— start EXERCISE INPUTS —

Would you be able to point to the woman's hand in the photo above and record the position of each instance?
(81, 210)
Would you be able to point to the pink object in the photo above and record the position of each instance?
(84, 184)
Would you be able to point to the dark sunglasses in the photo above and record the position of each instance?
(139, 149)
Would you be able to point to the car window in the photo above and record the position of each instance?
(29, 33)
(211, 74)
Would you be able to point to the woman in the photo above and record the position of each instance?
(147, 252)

— end EXERCISE INPUTS —
— start EXERCISE INPUTS —

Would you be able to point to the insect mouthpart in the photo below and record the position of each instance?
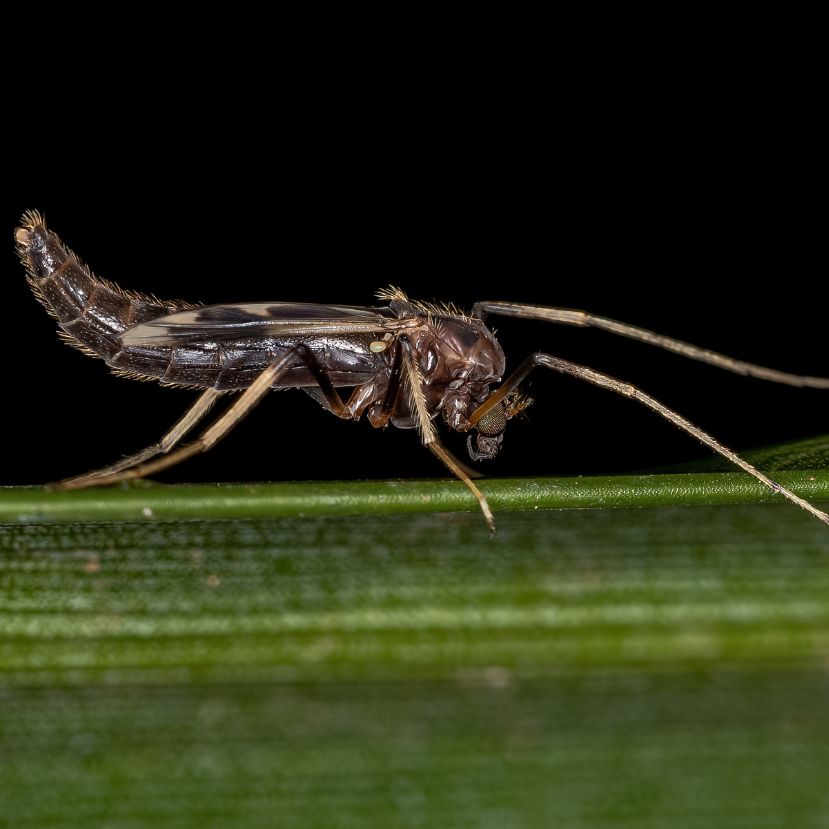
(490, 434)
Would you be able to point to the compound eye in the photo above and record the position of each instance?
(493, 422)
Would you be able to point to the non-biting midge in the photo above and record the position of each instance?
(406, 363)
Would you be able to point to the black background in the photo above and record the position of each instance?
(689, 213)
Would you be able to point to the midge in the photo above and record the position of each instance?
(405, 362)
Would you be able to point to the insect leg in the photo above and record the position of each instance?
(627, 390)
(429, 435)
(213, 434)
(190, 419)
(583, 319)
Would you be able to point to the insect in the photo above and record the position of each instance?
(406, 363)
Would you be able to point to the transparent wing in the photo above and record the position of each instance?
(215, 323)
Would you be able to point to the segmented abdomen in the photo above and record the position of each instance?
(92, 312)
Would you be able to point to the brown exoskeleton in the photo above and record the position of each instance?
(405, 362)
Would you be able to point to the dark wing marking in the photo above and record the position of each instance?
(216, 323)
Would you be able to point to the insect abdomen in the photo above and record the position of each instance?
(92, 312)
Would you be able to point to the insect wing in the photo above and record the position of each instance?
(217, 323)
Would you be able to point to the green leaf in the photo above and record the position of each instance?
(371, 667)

— end EXERCISE INPUTS —
— start EXERCISE INPUTS —

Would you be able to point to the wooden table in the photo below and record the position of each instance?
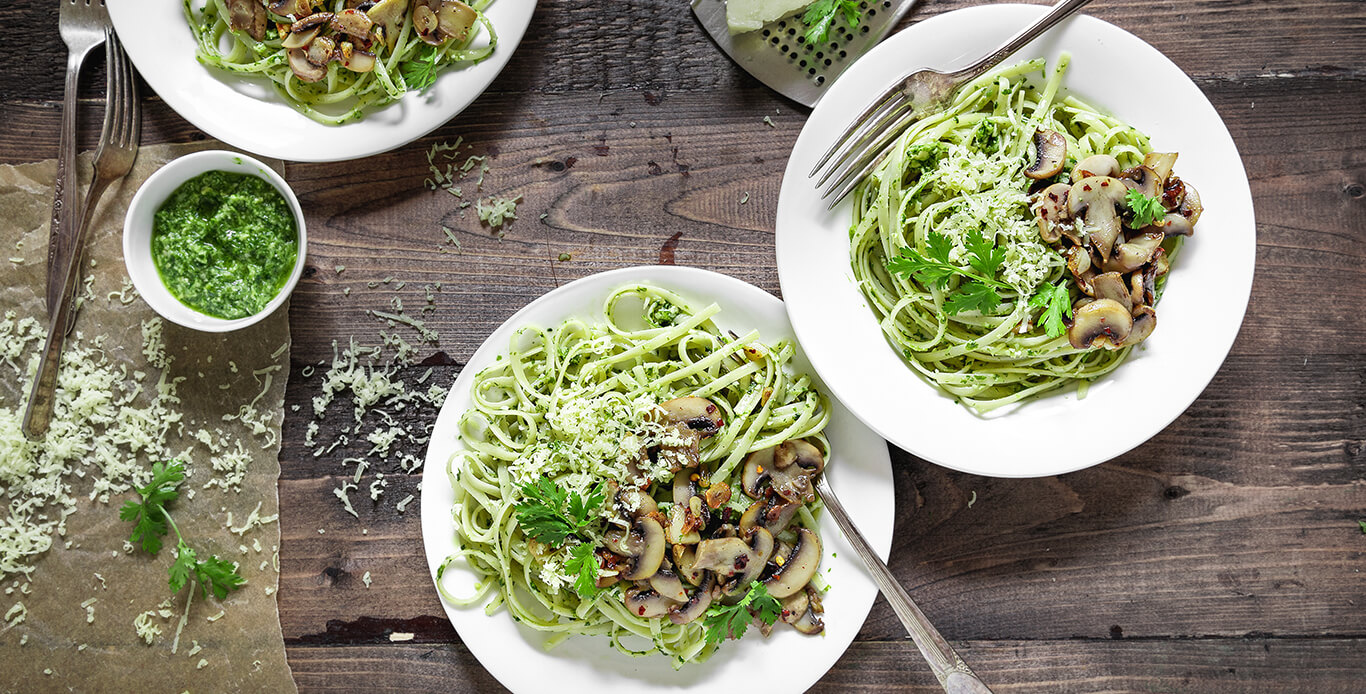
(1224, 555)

— end EXERCISE INPUTS —

Copy out in full every row above that contains the word "dark".

Would you be able to point to the dark sunglasses in the photo above and record the position of each instance?
Would you be able to point to the dark wing marking in the photo above and record the position of each instance?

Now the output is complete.